* SELECTED TEXT:
▬▬▬▬▬▬▬▬▬▬
• Offered by Research School of Computer Science
  • ANU College ANU College of Engineering and Computer Science
  • Course subject Computer Science
  • Academic career Undergraduate
  • Course convener
    • Dr Scott Sanner
  • Mode of delivery In Person
  • Offered in Second Semester 2014
    See Future Offerings

Processing of semi-structured documents such as internet pages, RSS feeds and their accompanying news items, and PDF brochures is considered from the perspective of interpreting the content. This course considers the \document" and its various genres as a fundamental object for business, government and community. For this, the course covers four broad areas: (A) information retrieval, (B) natural language processing, (C) machine learning for documents, and (D) relevant tools for the Web. Basic tasks here are covered including content collection and extraction, formal and informal natural language processing, information extraction, information retrieval, classification and analysis. Fundamental probabilistic techniques for performing these tasks, and some common software systems will be covered, though no area will be covered in any depth.

Learning Outcomes

Upon successful completion of the course, the student will have an understanding of the role documents play in business and community, and the various digital resources available for document analysis. Moreover, the student will have the background theory and practical knowledge necessary to plan and execute a basic document analysis project. The student will be able to:

  • Understand the basic requirements digital libraries and business processes have w.r.t. documents. Obtain documents from various sources and transform them into a common XML or RDF format with a knowledge of SAX and XPATH.
  • Understand the genres of documents available from the internet such as RSS feeds, social networks, blogs, wikis, archives, etc., and the role they play in the internet ecosystem. Understand the linguistic and semantic resources available from the internet and the so-called ``web of data'', such as dictionaries, repositories and ontologies
  • Understand basic probabilistic theories of language and document structure, and the basic algorithms and software available for them, and be able to use some common libraries for natural language processing to perform basic analysis tasks.
  • Understand basic probabilistic theories of information retrieval, and be able to index a document collection for use in an information retrieval system. Understanding basic theories and algorithms for large scale named-entity matching and standardization of names within a collection.
  • Understand basic probabilistic theories of classification, clustering, and document feature ``engineering'', and be able to perform automated classification.

Indicative Assessment

Assignments (40%); Written final exam (60%).

The ANU uses Turnitin to enhance student citation and referencing techniques, and to assess assignment submissions as a component of the University's approach to managing Academic Integrity. While the use of Turnitin is not mandatory, the ANU highly recommends Turnitin is used by both teaching staff and students. For additional information regarding Turnitin please visit the ANU Online website.

Workload

Twenty four one-hour lectures and ten two-hour laboratory sessions.
▬▬▬▬▬▬▬▬▬▬
* WORKING DATA:

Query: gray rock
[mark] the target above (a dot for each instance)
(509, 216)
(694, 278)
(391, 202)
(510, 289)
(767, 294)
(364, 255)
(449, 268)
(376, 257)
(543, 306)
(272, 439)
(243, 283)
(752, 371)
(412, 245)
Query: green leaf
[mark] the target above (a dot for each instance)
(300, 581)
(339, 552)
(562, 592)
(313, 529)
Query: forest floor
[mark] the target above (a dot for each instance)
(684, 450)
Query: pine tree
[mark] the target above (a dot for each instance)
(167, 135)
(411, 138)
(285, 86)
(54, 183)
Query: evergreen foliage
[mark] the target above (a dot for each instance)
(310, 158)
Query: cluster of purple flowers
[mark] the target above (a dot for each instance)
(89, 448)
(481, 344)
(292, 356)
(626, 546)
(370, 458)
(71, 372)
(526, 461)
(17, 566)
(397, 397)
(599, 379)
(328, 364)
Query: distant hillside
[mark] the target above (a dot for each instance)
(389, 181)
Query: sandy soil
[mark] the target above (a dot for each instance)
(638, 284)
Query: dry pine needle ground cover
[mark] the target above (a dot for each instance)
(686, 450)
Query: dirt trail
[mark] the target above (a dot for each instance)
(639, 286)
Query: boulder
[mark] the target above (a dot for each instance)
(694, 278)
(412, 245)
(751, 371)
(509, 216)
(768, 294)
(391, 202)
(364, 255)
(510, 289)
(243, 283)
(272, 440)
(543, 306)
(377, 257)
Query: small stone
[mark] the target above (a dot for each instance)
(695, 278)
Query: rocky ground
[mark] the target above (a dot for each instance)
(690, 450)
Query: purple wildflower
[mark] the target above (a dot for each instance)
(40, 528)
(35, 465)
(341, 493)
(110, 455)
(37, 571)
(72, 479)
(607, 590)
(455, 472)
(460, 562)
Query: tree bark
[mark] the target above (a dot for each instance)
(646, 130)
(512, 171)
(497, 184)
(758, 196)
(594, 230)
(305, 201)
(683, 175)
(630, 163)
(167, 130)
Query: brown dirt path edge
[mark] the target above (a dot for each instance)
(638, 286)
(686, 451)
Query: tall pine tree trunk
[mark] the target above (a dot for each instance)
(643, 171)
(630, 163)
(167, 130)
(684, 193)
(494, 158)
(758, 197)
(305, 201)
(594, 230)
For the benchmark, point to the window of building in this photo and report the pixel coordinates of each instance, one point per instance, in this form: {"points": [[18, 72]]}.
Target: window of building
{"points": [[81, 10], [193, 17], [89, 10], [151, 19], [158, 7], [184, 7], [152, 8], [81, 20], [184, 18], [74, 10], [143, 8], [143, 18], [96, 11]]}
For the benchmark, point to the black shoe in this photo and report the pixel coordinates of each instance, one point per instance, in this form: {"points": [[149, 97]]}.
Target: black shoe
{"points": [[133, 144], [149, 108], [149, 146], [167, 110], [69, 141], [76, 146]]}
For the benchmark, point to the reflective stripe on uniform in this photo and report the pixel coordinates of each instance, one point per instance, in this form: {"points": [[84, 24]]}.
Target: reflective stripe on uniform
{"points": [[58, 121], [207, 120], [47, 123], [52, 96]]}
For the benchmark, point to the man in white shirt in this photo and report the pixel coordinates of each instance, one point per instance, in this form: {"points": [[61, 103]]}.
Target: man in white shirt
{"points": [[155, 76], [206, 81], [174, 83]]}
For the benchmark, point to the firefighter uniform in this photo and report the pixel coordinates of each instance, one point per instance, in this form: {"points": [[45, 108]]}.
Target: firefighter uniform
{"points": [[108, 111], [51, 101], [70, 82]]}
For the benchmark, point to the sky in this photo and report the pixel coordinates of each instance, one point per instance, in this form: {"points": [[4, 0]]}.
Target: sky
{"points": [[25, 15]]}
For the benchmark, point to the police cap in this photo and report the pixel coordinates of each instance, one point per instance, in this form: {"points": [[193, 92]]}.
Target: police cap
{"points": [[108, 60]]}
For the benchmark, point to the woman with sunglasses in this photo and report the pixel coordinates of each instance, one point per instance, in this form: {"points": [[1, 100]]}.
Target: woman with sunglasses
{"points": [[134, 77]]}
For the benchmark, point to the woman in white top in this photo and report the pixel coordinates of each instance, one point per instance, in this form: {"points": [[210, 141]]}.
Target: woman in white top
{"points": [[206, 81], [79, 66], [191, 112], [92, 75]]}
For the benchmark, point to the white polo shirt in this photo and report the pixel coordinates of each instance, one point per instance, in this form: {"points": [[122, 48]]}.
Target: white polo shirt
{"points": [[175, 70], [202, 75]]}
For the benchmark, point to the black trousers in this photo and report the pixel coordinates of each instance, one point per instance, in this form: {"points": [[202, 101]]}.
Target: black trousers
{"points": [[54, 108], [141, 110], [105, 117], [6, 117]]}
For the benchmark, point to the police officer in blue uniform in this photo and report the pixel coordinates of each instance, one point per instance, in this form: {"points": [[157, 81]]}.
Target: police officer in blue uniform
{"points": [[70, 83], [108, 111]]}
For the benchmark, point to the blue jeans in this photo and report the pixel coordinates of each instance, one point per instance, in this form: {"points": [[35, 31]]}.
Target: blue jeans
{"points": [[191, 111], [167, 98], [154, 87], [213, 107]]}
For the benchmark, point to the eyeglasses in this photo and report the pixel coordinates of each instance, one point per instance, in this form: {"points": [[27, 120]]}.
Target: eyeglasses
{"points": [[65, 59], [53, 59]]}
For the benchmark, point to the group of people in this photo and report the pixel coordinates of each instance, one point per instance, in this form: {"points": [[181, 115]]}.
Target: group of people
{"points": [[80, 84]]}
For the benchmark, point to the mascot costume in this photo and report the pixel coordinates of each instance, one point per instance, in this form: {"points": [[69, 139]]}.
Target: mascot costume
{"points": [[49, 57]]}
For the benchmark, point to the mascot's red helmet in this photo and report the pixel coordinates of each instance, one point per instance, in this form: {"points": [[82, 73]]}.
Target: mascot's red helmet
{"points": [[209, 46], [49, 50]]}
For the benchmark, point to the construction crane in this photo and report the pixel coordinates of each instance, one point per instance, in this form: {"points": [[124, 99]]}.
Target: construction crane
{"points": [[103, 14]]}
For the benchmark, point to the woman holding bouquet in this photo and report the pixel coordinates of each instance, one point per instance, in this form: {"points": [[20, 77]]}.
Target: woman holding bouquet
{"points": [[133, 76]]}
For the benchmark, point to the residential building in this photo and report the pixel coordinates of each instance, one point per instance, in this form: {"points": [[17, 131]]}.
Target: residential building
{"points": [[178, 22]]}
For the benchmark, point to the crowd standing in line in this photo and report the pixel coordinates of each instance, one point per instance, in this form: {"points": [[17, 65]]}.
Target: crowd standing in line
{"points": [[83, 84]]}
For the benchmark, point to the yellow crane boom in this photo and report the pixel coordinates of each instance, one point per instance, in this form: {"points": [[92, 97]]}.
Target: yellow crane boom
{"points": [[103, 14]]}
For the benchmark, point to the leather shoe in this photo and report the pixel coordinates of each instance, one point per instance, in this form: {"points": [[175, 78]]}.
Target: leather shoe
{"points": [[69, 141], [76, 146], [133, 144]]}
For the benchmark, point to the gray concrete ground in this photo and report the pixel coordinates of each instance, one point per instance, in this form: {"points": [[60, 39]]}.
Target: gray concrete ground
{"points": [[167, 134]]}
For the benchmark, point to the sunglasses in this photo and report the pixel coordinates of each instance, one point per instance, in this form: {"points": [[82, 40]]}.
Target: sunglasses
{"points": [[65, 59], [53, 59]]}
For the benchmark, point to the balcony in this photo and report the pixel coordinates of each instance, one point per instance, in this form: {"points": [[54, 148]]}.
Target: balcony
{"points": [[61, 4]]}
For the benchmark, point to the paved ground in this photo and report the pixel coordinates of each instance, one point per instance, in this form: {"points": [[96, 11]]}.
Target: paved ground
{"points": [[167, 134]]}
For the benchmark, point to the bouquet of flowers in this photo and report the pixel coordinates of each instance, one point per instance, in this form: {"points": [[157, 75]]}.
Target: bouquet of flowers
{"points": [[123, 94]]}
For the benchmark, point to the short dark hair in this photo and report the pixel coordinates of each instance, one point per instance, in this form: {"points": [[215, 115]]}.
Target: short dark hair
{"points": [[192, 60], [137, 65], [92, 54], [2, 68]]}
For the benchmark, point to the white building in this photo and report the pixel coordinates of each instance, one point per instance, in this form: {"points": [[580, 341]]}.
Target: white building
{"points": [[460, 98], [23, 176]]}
▬▬▬▬▬▬▬▬▬▬
* PROBLEMS TO WORK ON:
A - From the course description, print the part that opens with the words containing "Indicative Assessment" and closes with "ANU Online website.".
B - List every line of the entries that contains the word "boom".

* TASK RESPONSES:
A -
Indicative Assessment

Assignments (40%); Written final exam (60%).

The ANU uses Turnitin to enhance student citation and referencing techniques, and to assess assignment submissions as a component of the University's approach to managing Academic Integrity. While the use of Turnitin is not mandatory, the ANU highly recommends Turnitin is used by both teaching staff and students. For additional information regarding Turnitin please visit the ANU Online website.

B -
For the benchmark, point to the yellow crane boom in this photo and report the pixel coordinates of each instance, one point per instance, in this form: {"points": [[92, 97]]}.
Target: yellow crane boom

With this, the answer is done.